> **SUPPLIED PASSAGE**:
^^^^^^^^^^^^^^^^
The architecture generation module 34 prepares the neural network architecture, including the low-rank classifiers to enable information to be shared between classifiers of the same character at different positions.

The module 36 embeds the input feature into a low-dimensional space that is related to the particular character c but not to any specific position, where a decoder is shared between the different characters. The output of this layer is a matrix.

The output component 38 outputs information, such as the predictions 50 of the image 28 data for each character-position in the captured license plate or text image.

The computer system 10 may include one or more computing devices 18, such as a PC, such as a desktop, a laptop, palmtop computer, portable digital assistant (PDA), server computer, cellular telephone, tablet computer, pager, camera 24, combinations thereof, or other computing device capable of executing the instructions for performing the exemplary method.

The memory 12 may represent any type of non-transitory computer readable medium such as random access memory (RAM), read only memory (ROM), magnetic disk or tape, optical disk, flash memory, or holographic memory. In one embodiment, the memory 12 comprises a combination of a random access memory and read only memory. In some embodiments, the processor 16 and memory 12 may be combined in a single chip. Memory 12 stores instructions for performing the exemplary method as well as the processed data 42, 44.

The network interface 20, 22 allows the computer to communicate with other devices via a computer network, such as a local area network (LAN) or wide area network (WAN), or the internet, and may comprise a modulator/demodulator (MODEM), a router, a cable, and/or Ethernet port.

The digital processor device 16 can be variously embodied, such as by a single-core processor, a dual-core processor (or more generally by a multiple-core processor), a digital processor and cooperating math coprocessor, a digital controller, or the like. The digital processor 16, in addition to executing instructions 14 may also control the operation of the computer 18.
^^^^^^^^^^^^^^^^
> **MATERIAL SUPPLIED**:
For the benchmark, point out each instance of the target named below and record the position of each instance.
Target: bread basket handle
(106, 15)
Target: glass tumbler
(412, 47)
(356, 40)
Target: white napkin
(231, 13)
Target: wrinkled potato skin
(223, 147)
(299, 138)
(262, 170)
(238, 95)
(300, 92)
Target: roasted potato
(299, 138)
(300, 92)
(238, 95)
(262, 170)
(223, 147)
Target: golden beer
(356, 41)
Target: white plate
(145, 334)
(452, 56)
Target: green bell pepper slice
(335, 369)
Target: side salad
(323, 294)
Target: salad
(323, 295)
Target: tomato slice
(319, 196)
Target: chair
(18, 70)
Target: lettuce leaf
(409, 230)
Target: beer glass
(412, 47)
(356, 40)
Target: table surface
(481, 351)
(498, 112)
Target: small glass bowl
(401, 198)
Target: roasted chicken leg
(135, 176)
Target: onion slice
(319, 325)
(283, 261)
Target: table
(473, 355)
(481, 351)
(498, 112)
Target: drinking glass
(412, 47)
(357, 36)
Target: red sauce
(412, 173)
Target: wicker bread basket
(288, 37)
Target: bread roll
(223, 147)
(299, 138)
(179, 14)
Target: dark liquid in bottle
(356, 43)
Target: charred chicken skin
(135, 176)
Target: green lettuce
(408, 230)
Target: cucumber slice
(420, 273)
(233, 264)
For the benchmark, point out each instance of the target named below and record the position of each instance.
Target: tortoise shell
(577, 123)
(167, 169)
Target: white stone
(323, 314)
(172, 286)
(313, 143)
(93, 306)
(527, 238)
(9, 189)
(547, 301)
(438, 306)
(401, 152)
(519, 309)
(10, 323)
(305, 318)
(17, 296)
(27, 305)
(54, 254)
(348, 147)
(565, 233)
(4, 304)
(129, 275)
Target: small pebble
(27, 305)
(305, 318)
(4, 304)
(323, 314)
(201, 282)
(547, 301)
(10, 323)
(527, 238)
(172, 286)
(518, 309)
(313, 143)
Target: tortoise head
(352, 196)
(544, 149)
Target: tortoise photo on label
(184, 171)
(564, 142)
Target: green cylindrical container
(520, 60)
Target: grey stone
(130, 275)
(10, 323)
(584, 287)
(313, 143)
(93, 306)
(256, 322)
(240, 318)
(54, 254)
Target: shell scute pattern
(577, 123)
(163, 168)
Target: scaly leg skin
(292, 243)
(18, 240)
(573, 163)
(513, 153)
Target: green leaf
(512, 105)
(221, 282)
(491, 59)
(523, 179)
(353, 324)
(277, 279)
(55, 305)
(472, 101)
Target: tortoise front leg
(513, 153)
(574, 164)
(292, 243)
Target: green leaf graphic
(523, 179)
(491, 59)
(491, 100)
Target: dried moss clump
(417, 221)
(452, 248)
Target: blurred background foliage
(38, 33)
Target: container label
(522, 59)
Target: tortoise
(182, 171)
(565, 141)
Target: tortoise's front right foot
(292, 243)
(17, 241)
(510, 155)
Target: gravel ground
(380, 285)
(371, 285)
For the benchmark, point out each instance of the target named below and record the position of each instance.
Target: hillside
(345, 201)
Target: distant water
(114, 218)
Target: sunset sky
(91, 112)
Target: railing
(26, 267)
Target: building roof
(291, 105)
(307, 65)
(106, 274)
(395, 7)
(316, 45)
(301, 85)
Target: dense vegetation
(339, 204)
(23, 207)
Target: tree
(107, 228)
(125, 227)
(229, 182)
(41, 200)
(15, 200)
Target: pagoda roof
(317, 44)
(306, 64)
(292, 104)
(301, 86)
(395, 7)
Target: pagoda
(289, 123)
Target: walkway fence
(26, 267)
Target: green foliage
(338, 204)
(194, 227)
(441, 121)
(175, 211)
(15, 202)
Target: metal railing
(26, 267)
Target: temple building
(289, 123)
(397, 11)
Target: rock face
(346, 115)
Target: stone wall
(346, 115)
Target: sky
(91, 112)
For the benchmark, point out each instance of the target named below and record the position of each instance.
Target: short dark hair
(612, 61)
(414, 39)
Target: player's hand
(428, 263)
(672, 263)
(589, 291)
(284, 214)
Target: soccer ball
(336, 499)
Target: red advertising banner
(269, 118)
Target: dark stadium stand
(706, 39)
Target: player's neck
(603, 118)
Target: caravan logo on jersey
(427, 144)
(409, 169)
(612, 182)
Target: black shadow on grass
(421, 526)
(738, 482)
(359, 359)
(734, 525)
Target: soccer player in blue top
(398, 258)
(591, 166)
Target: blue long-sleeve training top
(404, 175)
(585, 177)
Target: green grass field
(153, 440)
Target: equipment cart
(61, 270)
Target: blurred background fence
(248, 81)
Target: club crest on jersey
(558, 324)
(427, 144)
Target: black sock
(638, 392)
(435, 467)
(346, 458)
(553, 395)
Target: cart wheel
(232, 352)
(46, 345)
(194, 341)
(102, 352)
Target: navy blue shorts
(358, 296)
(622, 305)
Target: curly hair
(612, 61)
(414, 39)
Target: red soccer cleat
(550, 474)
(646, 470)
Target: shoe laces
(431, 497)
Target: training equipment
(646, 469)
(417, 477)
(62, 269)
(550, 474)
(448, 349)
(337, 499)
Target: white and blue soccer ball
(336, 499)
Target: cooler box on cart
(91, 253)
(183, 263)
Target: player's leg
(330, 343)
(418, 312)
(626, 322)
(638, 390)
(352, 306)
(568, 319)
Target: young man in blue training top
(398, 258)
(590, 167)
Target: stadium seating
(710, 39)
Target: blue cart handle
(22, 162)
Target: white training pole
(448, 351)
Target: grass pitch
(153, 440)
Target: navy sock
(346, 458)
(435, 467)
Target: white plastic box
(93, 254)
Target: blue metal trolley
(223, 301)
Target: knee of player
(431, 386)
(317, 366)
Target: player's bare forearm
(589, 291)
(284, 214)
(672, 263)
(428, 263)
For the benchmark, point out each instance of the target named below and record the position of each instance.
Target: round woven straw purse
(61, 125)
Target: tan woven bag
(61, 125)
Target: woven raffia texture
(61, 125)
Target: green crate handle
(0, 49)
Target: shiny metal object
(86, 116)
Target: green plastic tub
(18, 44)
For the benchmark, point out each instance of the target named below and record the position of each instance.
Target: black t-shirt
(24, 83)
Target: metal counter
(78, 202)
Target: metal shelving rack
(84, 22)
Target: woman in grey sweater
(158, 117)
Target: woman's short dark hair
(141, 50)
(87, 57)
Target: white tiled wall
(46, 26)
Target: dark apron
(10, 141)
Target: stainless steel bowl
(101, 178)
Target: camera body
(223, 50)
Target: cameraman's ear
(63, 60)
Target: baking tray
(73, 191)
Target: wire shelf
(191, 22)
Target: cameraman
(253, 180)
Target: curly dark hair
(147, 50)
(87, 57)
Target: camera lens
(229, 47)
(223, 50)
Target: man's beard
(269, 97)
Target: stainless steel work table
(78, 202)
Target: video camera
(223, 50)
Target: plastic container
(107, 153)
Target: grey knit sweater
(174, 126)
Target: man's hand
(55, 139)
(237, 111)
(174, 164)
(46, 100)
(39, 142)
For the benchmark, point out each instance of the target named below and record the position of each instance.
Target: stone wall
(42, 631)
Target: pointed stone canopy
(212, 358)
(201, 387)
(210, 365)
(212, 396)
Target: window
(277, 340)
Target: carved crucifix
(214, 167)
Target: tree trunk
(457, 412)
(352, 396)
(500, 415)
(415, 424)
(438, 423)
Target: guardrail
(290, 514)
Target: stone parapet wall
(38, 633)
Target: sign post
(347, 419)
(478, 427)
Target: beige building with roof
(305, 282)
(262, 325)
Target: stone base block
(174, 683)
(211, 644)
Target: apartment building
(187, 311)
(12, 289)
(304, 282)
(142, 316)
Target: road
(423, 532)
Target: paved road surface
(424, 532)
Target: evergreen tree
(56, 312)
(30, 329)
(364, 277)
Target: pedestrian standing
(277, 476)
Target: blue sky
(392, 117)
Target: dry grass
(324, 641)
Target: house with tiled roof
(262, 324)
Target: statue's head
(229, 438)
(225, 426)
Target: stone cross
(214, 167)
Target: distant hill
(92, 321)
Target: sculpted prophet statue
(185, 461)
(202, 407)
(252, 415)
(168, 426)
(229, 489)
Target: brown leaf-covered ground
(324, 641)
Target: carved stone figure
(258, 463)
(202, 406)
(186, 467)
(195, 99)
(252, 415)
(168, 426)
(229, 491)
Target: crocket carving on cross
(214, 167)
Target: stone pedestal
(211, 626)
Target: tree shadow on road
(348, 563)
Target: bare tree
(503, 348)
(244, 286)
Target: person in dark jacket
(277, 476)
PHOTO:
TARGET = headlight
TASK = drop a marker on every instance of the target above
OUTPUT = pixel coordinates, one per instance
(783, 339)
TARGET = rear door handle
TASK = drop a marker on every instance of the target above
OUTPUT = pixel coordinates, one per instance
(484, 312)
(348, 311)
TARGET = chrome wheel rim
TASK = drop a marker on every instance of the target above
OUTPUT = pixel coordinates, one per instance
^^^^^^^^^^^^^^^^
> **OBJECTIVES**:
1. From the recognition system description, list every type of non-transitory computer readable medium that memory 12 may represent.
2. Write the next few sentences of the recognition system description, starting after its final sentence.
The records are separate material and are not part of the recognition system description.

> **EXPECTED RESULTS**:
1.
- Random access memory (RAM)
- Read only memory (ROM)
- Magnetic disk or tape
- Optical disk
- Flash memory
- Holographic memory

2.
The term “software,” as used herein, is intended to encompass any collection or set of instructions executable by a computer or other digital system so as to configure the computer or other digital system to perform he task that is the intent of the software. The term “software” as used herein is intended to encompass such instructions stored in storage medium such as RAM, a hard disk, optical disk, or so forth, and is also intended to encompass so-called “firmware” that is software stored on a ROM or so forth. Such software may be organized in various ways, and may include software components organized as libraries, Internet-based programs stored on a remote server or so forth, source code, interpretive code, object code, directly executable code, and so forth. It is contemplated that the software may invoke system-level code or calls to other software residing on a server or other location to perform certain functions.

FIG. 6 illustrates and exemplary method which may be performed with the system of FIG. 5. The method starts at S602. At S604, an image is fed into the network, and the first convolutional and fully connected layers produce a vector representation f(I), of D dimensions, of the image I. At S606, this representation of the image is multiplied by the |Σ| embedding matrices Ŵc. This multiplication produces a latent representation of d dimensions for each of the |Σ| characters that is independent of its position. At S608, these latent representations are multiplied by the single decoder P, which produces the score of every character in the alphabet at every one of the L positions. The method ends at S610.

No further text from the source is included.